» Task data
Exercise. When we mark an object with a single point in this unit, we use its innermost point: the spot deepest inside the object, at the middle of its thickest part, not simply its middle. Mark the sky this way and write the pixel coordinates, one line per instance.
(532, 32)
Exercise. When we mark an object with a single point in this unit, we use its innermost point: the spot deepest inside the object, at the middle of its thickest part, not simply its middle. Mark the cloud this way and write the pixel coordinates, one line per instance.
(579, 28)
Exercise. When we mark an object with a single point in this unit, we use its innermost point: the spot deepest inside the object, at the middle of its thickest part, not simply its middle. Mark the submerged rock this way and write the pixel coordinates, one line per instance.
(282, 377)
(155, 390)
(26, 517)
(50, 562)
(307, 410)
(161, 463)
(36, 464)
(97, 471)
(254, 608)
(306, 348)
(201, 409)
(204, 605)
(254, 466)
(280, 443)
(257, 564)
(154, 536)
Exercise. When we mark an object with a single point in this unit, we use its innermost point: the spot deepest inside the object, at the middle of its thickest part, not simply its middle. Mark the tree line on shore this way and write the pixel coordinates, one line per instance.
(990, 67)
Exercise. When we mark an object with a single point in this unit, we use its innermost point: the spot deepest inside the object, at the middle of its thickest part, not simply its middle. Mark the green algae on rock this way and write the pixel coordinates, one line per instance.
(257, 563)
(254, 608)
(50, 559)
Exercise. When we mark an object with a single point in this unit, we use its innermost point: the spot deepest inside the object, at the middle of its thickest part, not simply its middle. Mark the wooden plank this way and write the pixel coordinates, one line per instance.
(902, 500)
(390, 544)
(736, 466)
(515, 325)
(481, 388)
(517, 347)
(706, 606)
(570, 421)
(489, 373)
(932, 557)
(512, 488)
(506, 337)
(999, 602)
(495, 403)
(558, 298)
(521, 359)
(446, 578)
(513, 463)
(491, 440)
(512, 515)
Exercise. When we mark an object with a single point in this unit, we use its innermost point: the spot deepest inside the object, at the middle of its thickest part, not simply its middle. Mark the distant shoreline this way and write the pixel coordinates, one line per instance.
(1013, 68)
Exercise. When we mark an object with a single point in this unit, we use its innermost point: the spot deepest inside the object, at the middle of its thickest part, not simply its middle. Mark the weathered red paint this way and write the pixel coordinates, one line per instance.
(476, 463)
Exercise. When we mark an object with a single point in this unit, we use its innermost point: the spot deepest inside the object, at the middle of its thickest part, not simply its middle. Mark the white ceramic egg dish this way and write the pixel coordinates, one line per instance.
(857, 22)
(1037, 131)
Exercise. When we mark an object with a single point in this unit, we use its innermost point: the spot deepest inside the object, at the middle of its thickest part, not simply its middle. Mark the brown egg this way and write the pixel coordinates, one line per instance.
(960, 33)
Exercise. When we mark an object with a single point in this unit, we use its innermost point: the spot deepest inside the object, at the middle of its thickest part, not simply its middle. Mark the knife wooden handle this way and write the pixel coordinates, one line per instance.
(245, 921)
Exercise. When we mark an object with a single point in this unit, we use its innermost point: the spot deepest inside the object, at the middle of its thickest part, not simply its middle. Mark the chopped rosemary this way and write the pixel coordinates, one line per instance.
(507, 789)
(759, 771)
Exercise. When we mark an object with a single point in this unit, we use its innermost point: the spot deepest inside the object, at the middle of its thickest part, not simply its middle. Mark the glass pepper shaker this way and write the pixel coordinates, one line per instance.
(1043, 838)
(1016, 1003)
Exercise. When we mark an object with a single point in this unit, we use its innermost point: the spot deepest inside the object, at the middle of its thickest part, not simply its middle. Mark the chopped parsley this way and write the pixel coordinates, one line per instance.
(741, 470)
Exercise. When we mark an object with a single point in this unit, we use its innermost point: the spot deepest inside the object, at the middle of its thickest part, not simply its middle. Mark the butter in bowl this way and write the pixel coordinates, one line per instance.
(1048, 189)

» What to work on
Retype the complete listing exactly.

» Answer section
Exercise. When we mark an object with a single point in this unit, we use its innermost point: the spot deepest inside the object, at the middle of its thickest part, not simply its middle. Mark the sky this way and write the pixel coordinates, one line per instance.
(532, 32)
Exercise. When we mark an object with a single point in this unit, we use its innermost point: the spot deepest inside the object, at the middle of its thickest part, not simply its middle. Mark the cloud this way and write the pixel coordinates, one line per instance.
(579, 28)
Exercise. When we mark an object with a single point in this unit, we use its innermost point: the spot deepest inside the object, at the middle of its thickest part, not simply its middle. Mark the submerged rock this way and write the pixel coordinates, one line per instance.
(282, 377)
(155, 390)
(26, 517)
(50, 562)
(307, 410)
(161, 463)
(36, 464)
(97, 471)
(254, 608)
(306, 348)
(201, 409)
(204, 605)
(254, 466)
(280, 443)
(257, 564)
(154, 536)
Exercise. When we mark an object with a single point in this unit, we use its innermost point: the spot deepest inside the object, at the middle of its thickest part, not simply its middle. Mark the tree line on shore this way and write the pixel coordinates, one line per instance.
(990, 67)
Exercise. When we mark an object with a single point in this unit, we use its innermost point: the spot deepest inside the object, at the middle of its thickest part, not simply its middle. Mark the green algae on rock this way and write the pixel coordinates, one line per instance.
(257, 563)
(254, 608)
(50, 559)
Exercise. When we mark an object with a single point in this unit, we use its innermost point: the spot deepest inside the object, at the middle of its thickest part, not simply its middle. Mark the wooden plank this way and write the pixel coordinates, one line per instance.
(902, 500)
(390, 544)
(736, 466)
(515, 325)
(481, 388)
(517, 347)
(706, 606)
(570, 421)
(489, 373)
(932, 557)
(512, 488)
(506, 337)
(999, 602)
(495, 403)
(558, 298)
(521, 359)
(446, 578)
(513, 463)
(491, 440)
(512, 515)
Exercise. When we mark an object with a single point in this unit, we use its innermost point: the spot deepest inside the object, at the middle of its thickest part, not simply its middle. Mark the distant shoreline this way and write the pixel coordinates, one line per instance.
(1013, 68)
Exercise. When we mark an object with a single point in this unit, we use its innermost point: the spot deepest inside the object, at the middle of its thickest part, not simply its middle. Mark the weathered red paint this way and write the pixel coordinates, one line per instance.
(476, 463)
Exercise. When we mark an object with a single point in this unit, we use its innermost point: the spot deepest inside the object, at the middle of its thickest part, not simply its middle. Mark the white ceramic egg dish this way and write the pixel coordinates, one line per instance.
(857, 22)
(1037, 131)
Exercise. When we mark an object with a single point in this unit, we use its innermost point: the spot deepest inside the object, at the middle of its thickest part, not simply its middle. Mark the brown egg this way and write the pixel coordinates, one line per instance.
(960, 33)
Exercise. When we mark an object with a single point in this unit, we use its innermost point: the spot deepest inside the object, at the middle of its thickest part, not simply its middle. Mark the knife wooden handle this way and write the pixel coordinates, one line per instance.
(245, 921)
Exercise. When we mark an object with a single point in this unit, we use its innermost point: the spot deepest inside the object, at the middle of its thickest part, not simply its middle. Mark the chopped rosemary this way and write the pixel coordinates, one line per instance.
(507, 789)
(759, 771)
Exercise. When we mark an object with a single point in this unit, we use its innermost point: the spot deepest inside the object, at the middle of its thickest part, not simply its middle. Mark the glass pepper shaker this way and write the pixel coordinates, one line per instance.
(1043, 838)
(1016, 1003)
Exercise. When we mark an object with a single point in this unit, we use its innermost point: the spot deepest inside the object, at the middle of its thickest part, not simply its middle. Mark the chopped parsley this way and write the pixel coordinates, one line per instance.
(741, 470)
Exercise. When we mark an object with a single point in this unit, we use its innermost point: the spot deepest inside the object, at the middle of its thickest part, not simply its middle. Mark the butter in bowl this way and write the pixel coordinates, one line per instance.
(1048, 189)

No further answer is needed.